- [PAGE TEXT]:
— start —

Clockers: A blueprint for The Wire

clockers

It’s been two decades since Richard Price’s Clockers first hit bookshelves (kids, those are the things grown-ups had before tablets to hold their bound volumes of printed paper product). A lot has happened in those 22 years: America got its first black president, the Red Sox broke their 86-year curse, Justin Bieber was born. And yet, to read Clockers in 2014 doesn’t feel much like an exercise in time travel, or historical fiction. For all the emphasis the United States has put on in its wars on Drugs and Poverty, respectively, Clockers might as well have been written last year

Set in a fictional New Jersey town, Clockers follows the ins and outs of a group of housing projects—home to a complex network of drug dealers—as well as the cops and detectives whose business it is to prevent the success of said drug trade. The novel is primarily concerned with Strike, an up-and-coming pusher struggling to balance his financial ambition against his disillusionment with hustling; and Rocco, a homicide detective charged with investigating a murder that may be connected to Strike’s crew. Split between the perspectives of its two main characters, Clockers is immediately reminiscent of the McNulty/Avon dynamic in the first season of The Wire. Which makes sense: author Richard Price was a writer on the show.

— end —

- [LISTING]:
— start —

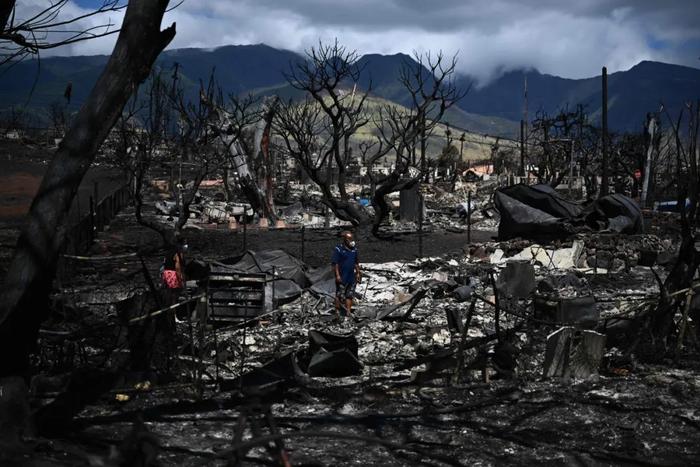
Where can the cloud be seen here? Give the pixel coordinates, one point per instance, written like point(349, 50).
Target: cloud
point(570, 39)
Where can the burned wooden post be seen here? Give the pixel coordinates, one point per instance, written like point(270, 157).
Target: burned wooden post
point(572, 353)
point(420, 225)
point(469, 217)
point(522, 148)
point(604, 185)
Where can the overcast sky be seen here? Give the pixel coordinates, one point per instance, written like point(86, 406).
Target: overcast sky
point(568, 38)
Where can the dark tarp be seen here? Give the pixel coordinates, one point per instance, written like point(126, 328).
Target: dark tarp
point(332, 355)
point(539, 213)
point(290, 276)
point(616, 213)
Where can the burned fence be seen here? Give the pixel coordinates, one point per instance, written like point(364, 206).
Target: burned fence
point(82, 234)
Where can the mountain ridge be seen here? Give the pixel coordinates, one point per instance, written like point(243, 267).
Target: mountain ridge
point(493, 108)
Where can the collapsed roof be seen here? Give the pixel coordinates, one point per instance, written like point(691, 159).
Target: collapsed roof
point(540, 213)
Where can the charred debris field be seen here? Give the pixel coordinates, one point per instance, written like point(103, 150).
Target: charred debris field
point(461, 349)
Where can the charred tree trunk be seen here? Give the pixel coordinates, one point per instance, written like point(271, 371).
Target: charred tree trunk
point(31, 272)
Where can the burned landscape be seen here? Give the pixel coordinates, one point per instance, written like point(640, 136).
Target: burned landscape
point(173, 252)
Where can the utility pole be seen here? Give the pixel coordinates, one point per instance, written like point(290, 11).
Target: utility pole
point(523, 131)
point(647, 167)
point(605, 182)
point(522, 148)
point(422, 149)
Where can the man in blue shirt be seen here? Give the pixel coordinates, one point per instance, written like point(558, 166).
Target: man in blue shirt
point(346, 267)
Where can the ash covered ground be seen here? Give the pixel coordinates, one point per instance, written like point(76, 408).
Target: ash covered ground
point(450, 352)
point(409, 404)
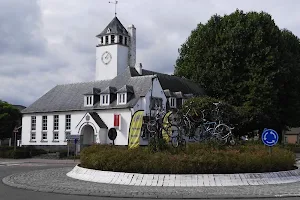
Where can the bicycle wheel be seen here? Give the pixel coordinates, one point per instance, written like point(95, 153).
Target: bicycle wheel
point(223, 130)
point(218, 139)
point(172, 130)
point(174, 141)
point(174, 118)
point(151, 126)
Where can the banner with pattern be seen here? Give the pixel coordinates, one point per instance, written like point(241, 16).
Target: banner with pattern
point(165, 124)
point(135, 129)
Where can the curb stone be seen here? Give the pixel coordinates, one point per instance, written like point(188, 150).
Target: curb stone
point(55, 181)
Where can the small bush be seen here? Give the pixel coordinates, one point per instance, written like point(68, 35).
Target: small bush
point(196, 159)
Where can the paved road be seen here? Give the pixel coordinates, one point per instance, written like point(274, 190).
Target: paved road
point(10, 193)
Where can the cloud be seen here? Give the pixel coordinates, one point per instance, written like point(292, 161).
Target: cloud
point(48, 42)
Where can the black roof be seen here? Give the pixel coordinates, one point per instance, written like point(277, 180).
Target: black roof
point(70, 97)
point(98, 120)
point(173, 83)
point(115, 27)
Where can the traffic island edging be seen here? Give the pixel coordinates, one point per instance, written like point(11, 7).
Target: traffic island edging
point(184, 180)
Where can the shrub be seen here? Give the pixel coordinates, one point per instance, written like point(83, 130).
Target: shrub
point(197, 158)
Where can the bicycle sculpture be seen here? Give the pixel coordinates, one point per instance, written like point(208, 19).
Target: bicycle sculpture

— end —

- [PARTS OF THE EXERCISE]:
A. Answer these questions using the Clockers article:
(i) How many years does the article say have passed since the novel's release?
(ii) Where is the novel set?
(iii) What is Rocco's job?
B. Write out the passage of the Clockers article from "Set in a fictional" to "on the show.".

- [SOLUTIONS TO EACH TASK]:
A.
(i) 22 years.
(ii) In a fictional New Jersey town.
(iii) He is a homicide detective.

B.
Set in a fictional New Jersey town, Clockers follows the ins and outs of a group of housing projects—home to a complex network of drug dealers—as well as the cops and detectives whose business it is to prevent the success of said drug trade. The novel is primarily concerned with Strike, an up-and-coming pusher struggling to balance his financial ambition against his disillusionment with hustling; and Rocco, a homicide detective charged with investigating a murder that may be connected to Strike’s crew. Split between the perspectives of its two main characters, Clockers is immediately reminiscent of the McNulty/Avon dynamic in the first season of The Wire. Which makes sense: author Richard Price was a writer on the show.